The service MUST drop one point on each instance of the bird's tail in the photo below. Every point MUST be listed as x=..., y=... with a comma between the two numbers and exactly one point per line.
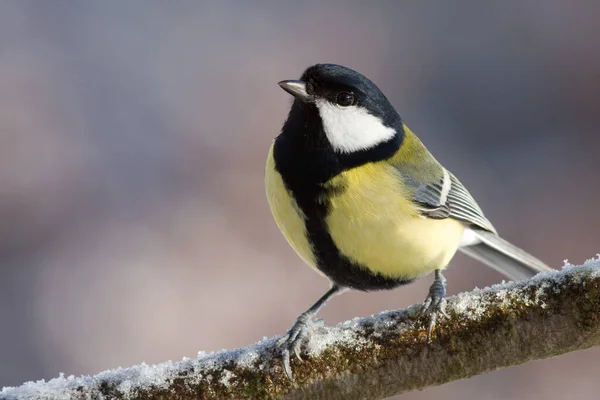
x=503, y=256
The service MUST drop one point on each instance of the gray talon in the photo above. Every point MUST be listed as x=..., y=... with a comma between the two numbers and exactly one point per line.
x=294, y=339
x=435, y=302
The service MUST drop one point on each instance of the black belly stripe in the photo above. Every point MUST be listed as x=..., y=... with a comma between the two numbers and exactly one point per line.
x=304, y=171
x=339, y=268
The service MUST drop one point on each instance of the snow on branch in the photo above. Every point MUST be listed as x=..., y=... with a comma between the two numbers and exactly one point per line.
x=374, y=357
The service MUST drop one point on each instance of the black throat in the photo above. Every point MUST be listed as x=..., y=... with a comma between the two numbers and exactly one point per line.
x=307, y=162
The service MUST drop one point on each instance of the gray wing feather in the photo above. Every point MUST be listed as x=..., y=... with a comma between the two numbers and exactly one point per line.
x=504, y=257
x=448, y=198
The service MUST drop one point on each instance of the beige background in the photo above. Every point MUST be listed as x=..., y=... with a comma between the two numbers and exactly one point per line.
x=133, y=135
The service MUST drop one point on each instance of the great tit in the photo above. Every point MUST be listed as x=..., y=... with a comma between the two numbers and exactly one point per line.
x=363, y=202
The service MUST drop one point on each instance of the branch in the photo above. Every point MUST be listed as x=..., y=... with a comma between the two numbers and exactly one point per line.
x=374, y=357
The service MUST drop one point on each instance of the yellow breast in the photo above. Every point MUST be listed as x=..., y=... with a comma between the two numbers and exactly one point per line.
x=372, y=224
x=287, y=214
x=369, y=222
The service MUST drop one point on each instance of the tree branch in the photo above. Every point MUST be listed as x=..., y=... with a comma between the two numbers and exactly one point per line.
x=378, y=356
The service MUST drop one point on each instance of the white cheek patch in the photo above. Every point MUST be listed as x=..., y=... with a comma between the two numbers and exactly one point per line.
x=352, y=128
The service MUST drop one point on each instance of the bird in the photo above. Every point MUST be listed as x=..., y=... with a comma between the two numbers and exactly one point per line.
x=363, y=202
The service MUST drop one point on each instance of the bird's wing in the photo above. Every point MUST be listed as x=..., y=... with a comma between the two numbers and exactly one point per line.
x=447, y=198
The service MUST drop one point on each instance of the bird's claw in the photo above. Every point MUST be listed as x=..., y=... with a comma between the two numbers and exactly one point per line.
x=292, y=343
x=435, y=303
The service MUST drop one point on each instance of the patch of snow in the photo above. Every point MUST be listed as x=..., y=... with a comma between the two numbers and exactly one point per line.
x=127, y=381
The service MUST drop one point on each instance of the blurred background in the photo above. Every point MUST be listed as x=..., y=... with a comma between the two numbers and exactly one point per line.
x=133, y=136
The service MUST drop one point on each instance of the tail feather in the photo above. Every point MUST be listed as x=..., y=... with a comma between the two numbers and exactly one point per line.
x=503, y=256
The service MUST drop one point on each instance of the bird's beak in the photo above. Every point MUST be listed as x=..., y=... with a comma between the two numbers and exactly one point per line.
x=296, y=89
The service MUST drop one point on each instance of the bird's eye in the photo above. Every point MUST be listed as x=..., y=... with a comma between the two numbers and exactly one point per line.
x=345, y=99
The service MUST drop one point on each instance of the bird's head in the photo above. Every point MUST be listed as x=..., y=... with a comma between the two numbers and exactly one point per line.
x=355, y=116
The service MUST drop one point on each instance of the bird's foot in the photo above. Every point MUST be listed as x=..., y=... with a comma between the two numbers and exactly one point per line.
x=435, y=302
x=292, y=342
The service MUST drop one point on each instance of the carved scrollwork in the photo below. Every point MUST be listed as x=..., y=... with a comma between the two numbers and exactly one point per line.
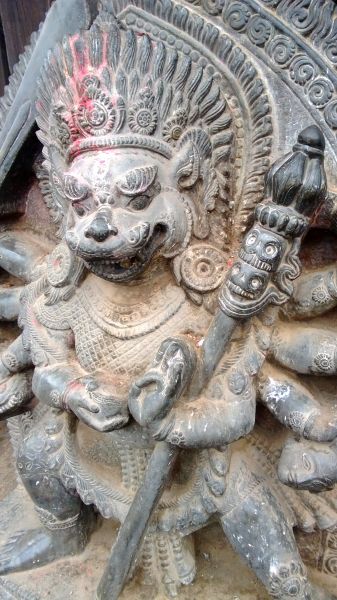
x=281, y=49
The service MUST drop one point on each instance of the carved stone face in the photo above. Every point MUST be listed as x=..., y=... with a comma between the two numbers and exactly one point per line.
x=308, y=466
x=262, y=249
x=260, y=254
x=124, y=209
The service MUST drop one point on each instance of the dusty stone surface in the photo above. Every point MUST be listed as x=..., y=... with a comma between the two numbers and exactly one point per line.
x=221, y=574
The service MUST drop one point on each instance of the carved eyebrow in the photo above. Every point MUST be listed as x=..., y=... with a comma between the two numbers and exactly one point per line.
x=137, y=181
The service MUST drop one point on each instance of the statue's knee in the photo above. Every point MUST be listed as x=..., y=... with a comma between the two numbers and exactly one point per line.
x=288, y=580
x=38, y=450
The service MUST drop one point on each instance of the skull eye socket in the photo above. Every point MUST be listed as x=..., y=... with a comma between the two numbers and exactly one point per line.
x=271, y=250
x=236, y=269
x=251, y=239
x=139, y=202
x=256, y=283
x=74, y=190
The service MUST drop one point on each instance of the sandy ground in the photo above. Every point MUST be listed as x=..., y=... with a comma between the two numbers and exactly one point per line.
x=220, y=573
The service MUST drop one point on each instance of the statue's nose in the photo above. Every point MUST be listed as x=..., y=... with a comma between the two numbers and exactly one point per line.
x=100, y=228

| GIVEN PROBLEM |
Reproduce all of the data above word for word, leaving out the pictures.

| RESULT OF THIS TASK |
The service MUST drop one point on each instance of the bird's tail in the photo below. Every point MUST be listed as x=..., y=... with a comma between the two numbers and exactly one point per line.
x=503, y=256
The service MUST drop one point on each instance of the gray talon in the photo above. Every point MUST be listed as x=..., y=... with a comma between the two numbers and exactly one point per line.
x=294, y=339
x=435, y=302
The service MUST drop one point on each instance of the black belly stripe in the photo above. Every point MUST be listed as x=..., y=... with a comma between the two numbers and exactly one point per line.
x=304, y=171
x=339, y=268
The service MUST drop one point on each instance of the snow on branch in the photo above. Every point MUST be listed as x=..., y=... with a comma between the two numbers and exactly one point per line.
x=374, y=357
The service MUST drop one point on each instance of the black throat in the photo above. Every point MUST be listed as x=..., y=... with a comma between the two numbers and exactly one point per line.
x=307, y=162
The service MUST drop one point on each instance of the gray wing feather in the photo above. Every point MUST be listed as x=..., y=... with a comma between the two numbers and exactly one point per line.
x=504, y=257
x=448, y=198
The service MUST drop one point on each instance of the beige background in the photo above. Every point MUST be listed as x=..., y=... with a comma between the two numbers and exactly one point per line.
x=133, y=135
The service MUST drop one point on each instance of the great tit in the photo above. Every point MUST be listed as x=..., y=... with a comma between the two numbers and exactly one point per line.
x=363, y=202
The service MUST drop one point on each instance of the branch in the photo above. Every point MUST be listed as x=..., y=... with a comma between the two numbers and exactly one point per line.
x=374, y=357
The service MUST drop one point on each instance of the yellow breast in the photo above. Every point MUST be listed as x=..., y=... with a comma between the two numbers and exactly one point per line.
x=372, y=224
x=287, y=214
x=369, y=222
The service MUST drop one point on each instance of the tree branch in the photo above. Every point MUST be listed as x=..., y=... with a comma between the two numbers and exactly one point per line.
x=378, y=356
The service MUST drop one point on each instance of the white cheek patch in the photo above. Every point MUST be listed as x=..., y=... with a comma between the two numbers and exactly one point per line.
x=352, y=128
The service MUST drop one point on each instance of the bird in the photo above. Every point MUST be listed as x=..., y=... with a comma between the two numbers and exactly one point per line.
x=363, y=202
The service MUST drop one point on each instance of the bird's wing in the photo above. Every point MUST be listed as x=..., y=... with a comma between the two numbers and exactly one point per line.
x=447, y=198
The service MUST drop one point on each instance of the bird's claw in the photo above. Every point MUST be listed as x=..., y=... with a comma between the two numbers and exactly one point per line.
x=292, y=343
x=435, y=303
The service MUST drop one point on each instance of the patch of snow in the photo above. Every point MUST be listed as x=..., y=... with a comma between the two numbers and exactly one point per line.
x=127, y=381
The service MUST drop one point on each instance of the blurred background in the photo above. Every point MUST be listed as x=..., y=... with a comma between the two numbers and exactly one point per line.
x=133, y=136
The service MUST drop one point on each instance of the tail feather in the photo above. Every point MUST be listed as x=..., y=... with a comma between the two numbers and exactly one point per line.
x=503, y=256
The service MUST drop one point on each instance of the bird's beak in the photo above. Every point MUST be listed as x=..., y=... with a comma between the two numbers and exactly one point per line.
x=296, y=89
The service MUST drop one point on each instance of the bird's eye in the photo above. Every point MUST be listed as x=..., y=... with a comma between the two numbers and exactly one point per line.
x=345, y=99
The service MUST drop one point on each instance of the bird's head in the photo above. Every point MUST be listed as x=..., y=... with a comma between the two numbers and exactly one point per line.
x=355, y=116
The service MUST drop one point on each instance of the bird's foot in the photo above. Every point MUST be listed as x=..., y=... with a comma between the two numbers and exactly one point per line.
x=435, y=302
x=292, y=342
The service MUST drop one point on each instance of the carved scrollwork in the photo below. Every point MUST be listed as x=..., y=... with a comma between the two numbers and exactly one point per line.
x=281, y=49
The service MUST drop one point on each instance of the carved stone face in the photo above. Every point MUST be listed as x=..., y=... with a comma between the two numbers and exactly one point per line.
x=308, y=466
x=262, y=249
x=260, y=254
x=124, y=209
The service MUST drop one point on each instance of the dusty stone surface in the photo above. Every point MUST be listed as x=..., y=... with a comma between the two numbers and exactly one point per line.
x=221, y=574
The service MUST drop one point on each instance of the carved eyebrow in the photo above. Every point MUST be listed as x=..., y=... with a comma between the two numbers and exactly one point per line.
x=137, y=181
The service MUST drop one point on each instance of the statue's knee in the photo above. Every point MUST be listed as x=..., y=... with a comma between the two numbers and exactly one point per line.
x=288, y=580
x=38, y=450
The service MUST drop one point on each instance of the skull eye socket in the photo above. Every point MUST be listed as x=..., y=... with a comma between the two numbers and exactly one point per line.
x=271, y=250
x=236, y=269
x=251, y=239
x=139, y=202
x=256, y=283
x=74, y=190
The service MUST drop one point on each instance of the sandy ground in the photo above. Every point MUST be listed as x=..., y=... with a comma between the two numbers and exactly one point per line.
x=220, y=573
The service MUST drop one point on each instance of the statue's nose in the photo above. Every point MUST be listed as x=..., y=... with a comma between the two numbers and exactly one point per line.
x=100, y=228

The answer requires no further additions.